## Excerpted passage
Al Brey says he has been attending the Ojai Tennis Tournament for years, first as a player in the 1960s and more recently to watch the high-caliber college competition.

Touted as the largest and oldest amateur tennis tourney in the nation, the contest, which runs through Sunday, will draw more than 1,500 players from across the country this year.

"This is the most outrageous thing you'll see in tennis," Brey, a 69-year-old Long Beach resident, said during a tea break Thursday afternoon. "I'd rather be here than the U. S. Open."

Actually, the Ojai is more often compared with Wimbledon thanks to the genteel atmosphere and local traditions surrounding the event, which is in its 93rd year.

The traditions include the cup of tea Brey was drinking: Tea and tennis have been synonymous with the Ojai ever since William Thacher, who helped run the Thacher School, founded the event in 1895. (A few years were missed because of war.)

Thacher, whose fondness for the beverage led him to serve it to all players and spectators, started another tradition carried on by the hordes of volunteers who dedicate themselves each year to the four-day event.

About 600 locals, including a number of students from area schools, will volunteer during the event, tournament spokeswoman Gerry Roe said.

Included will be various court sweepers and scorekeepers, ball boys and cookie servers, and the most coveted job of all--tea pourer.

Many Ojai women have volunteered at the tournament for years, working their way up from cookie server to the table of honor, pouring tea from the large silver teapots that have been donated to the tournament over the years.

Three members of the Woolwine family--mother Jessie Russell, daughter Donna Woolwine and granddaughter Mona Woolwine--have more than 100 years of tea-tent activity behind them.

"Grandma can't even remember when she started," Mona said, adding that it was so long ago that the tea water had to be hauled up on wagons and heated over open fires.

## Tasks and exercises
[1] Repeat a section of the Ojai tennis article word for word, beginning at the words "Al Brey says" and stopping after the words "its 93rd year.".
[2] Answer these questions using the Ojai tennis article.
(a) In what year was the tournament founded?
(b) About how many local people will volunteer during the event?
(c) How old is Al Brey?
[3] Pick up the Ojai tennis article after its last sentence and continue it.
The material after this point comes from a separate, unrelated source.

## Records supplied
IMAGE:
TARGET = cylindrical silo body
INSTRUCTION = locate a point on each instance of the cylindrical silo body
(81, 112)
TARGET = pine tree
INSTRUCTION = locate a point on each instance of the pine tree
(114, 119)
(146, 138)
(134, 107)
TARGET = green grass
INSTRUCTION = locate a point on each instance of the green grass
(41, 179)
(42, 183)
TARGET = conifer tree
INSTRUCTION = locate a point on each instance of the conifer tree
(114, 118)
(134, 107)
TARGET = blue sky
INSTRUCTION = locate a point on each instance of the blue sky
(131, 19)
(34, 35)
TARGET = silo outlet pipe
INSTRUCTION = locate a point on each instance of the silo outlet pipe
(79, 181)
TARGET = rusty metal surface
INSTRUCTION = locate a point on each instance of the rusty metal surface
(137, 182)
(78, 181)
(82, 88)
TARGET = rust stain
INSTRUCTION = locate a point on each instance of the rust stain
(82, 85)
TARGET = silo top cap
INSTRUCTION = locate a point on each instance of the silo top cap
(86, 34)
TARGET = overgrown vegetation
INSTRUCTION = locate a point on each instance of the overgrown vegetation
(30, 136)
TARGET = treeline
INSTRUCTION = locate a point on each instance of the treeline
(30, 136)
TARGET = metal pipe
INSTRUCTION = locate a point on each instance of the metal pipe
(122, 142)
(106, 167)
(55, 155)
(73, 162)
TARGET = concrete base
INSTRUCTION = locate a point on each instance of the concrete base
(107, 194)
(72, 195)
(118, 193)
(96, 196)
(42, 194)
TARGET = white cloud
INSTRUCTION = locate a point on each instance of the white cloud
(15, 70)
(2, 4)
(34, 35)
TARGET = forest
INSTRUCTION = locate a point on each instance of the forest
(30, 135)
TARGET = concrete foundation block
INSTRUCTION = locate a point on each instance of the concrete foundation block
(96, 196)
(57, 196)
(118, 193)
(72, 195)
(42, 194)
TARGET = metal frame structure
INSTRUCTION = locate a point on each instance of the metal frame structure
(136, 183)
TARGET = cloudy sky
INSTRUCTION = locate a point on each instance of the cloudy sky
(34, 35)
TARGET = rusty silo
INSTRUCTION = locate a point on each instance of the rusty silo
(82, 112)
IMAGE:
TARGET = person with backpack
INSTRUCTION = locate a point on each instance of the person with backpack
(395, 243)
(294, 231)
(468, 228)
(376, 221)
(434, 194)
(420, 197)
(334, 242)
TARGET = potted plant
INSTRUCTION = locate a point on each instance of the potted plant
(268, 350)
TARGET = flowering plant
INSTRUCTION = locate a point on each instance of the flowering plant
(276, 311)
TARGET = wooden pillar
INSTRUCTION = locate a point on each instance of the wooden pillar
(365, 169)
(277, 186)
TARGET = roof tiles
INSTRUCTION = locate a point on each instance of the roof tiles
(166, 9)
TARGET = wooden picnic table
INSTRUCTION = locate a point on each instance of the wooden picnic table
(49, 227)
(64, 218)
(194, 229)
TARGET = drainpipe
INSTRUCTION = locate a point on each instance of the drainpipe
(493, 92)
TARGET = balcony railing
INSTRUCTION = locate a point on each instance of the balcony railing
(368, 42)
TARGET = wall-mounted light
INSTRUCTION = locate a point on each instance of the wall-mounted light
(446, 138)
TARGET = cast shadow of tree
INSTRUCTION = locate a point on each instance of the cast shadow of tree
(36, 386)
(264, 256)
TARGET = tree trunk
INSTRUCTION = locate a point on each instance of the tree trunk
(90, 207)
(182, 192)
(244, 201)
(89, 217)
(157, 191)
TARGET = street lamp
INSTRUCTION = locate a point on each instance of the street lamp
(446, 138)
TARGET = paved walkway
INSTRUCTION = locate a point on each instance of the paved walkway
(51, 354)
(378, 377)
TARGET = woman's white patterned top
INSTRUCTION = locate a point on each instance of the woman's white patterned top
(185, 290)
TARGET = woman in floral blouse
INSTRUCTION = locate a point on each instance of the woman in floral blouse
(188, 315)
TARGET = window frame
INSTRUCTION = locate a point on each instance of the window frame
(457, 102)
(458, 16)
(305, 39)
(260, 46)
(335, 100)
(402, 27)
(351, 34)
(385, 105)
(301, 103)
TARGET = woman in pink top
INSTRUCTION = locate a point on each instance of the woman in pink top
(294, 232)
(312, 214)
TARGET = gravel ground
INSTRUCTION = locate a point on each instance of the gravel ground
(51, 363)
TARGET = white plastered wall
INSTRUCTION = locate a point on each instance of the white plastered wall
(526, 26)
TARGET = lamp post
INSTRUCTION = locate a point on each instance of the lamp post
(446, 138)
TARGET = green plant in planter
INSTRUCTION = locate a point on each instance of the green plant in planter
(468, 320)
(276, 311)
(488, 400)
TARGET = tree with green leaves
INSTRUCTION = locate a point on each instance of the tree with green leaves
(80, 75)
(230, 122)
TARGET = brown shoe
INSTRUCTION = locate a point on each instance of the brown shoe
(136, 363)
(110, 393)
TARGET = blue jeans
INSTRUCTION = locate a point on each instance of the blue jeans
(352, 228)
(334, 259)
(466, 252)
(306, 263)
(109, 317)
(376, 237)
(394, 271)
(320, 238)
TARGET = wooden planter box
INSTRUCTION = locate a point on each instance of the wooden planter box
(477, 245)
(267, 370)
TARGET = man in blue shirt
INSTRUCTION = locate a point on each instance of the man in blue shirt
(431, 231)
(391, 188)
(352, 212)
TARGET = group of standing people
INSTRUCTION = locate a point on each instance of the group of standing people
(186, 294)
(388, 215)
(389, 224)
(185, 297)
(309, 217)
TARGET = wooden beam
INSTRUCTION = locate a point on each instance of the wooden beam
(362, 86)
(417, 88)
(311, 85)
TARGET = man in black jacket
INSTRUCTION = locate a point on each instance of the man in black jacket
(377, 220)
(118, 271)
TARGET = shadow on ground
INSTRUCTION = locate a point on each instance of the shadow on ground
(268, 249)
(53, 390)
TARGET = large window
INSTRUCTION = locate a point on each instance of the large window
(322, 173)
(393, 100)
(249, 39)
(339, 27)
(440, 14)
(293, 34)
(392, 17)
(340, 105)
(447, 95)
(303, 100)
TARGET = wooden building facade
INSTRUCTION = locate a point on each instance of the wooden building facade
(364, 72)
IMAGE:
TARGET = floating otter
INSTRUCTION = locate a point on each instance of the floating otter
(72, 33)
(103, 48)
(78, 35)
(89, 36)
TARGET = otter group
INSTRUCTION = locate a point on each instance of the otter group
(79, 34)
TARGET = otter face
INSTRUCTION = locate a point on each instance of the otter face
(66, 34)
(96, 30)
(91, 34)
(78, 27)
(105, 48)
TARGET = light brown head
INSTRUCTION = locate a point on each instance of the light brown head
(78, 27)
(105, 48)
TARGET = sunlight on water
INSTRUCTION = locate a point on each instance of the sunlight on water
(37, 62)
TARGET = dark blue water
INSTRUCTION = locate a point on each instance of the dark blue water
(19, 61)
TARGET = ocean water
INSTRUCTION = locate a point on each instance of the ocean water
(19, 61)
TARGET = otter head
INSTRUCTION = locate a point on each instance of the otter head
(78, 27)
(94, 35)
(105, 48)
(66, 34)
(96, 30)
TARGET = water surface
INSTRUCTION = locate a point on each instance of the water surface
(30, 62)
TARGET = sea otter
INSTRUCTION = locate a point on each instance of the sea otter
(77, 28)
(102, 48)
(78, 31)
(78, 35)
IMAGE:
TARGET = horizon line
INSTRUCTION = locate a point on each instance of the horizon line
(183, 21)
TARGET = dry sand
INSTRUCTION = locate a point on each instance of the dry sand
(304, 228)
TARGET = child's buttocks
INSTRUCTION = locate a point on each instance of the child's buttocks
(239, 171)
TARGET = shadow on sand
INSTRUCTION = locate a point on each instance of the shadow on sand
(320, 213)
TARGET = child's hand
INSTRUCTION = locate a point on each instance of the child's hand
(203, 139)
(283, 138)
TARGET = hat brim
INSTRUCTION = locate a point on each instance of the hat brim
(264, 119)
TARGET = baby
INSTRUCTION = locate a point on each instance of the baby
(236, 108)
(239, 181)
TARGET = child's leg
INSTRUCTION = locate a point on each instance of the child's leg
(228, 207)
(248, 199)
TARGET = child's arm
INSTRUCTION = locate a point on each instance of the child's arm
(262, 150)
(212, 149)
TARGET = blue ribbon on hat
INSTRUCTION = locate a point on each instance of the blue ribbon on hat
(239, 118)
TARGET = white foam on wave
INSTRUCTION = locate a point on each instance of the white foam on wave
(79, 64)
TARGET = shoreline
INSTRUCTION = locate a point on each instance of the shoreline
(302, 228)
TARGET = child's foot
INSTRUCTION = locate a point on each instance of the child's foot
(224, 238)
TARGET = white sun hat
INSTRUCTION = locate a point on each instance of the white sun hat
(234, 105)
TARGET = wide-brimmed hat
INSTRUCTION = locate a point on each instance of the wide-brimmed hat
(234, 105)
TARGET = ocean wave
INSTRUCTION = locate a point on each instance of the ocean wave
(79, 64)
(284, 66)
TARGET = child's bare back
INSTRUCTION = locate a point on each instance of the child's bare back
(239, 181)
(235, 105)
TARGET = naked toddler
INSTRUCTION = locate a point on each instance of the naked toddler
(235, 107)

## Per-task outputs
[1]
Al Brey says he has been attending the Ojai Tennis Tournament for years, first as a player in the 1960s and more recently to watch the high-caliber college competition.

Touted as the largest and oldest amateur tennis tourney in the nation, the contest, which runs through Sunday, will draw more than 1,500 players from across the country this year.

"This is the most outrageous thing you'll see in tennis," Brey, a 69-year-old Long Beach resident, said during a tea break Thursday afternoon. "I'd rather be here than the U. S. Open."

Actually, the Ojai is more often compared with Wimbledon thanks to the genteel atmosphere and local traditions surrounding the event, which is in its 93rd year.

[2]
(a) 1895
(b) About 600
(c) 69

[3]
"The tradition of this tournament is what encourages people," said Susanne Wilson, tea tent chairwoman. "My mother ran the tea tent 25 years ago, so you could say I grew up with this tournament."

The Ojai serves as the individual championships for the southern portion of the Pacific 10 Conference, tournament President Dick Archibald said, bringing more than 100 top collegiate players to the area.

"I play every day, but when I see these guys play. . . . They're just so good," Archibald said.

Attendance seemed a bit slow Thursday because most of the matches were among collegiate athletes, but Archibald was excited nonetheless.

"We generally have mostly the players and coaches and family on Thursdays," he said as UCLA's top-ranked player hit a booming serve on Court No. 1.

"But it really picks up over the weekend," Archibald said, adding that there could be 8,000 to 10,000 spectators for Sunday's final round.

Anaheim resident Howard Miller took the day off from work to revisit the Ojai, which he competed in as a junior college player from Cerritos College 10 years ago.

Although he lost a doubles match that day, the memories remained, he said, drinking the ever-present cup of tea.

Miller said he came back to spend a day outdoors watching tennis in the sun. "I still think it was the best tournament I ever played in."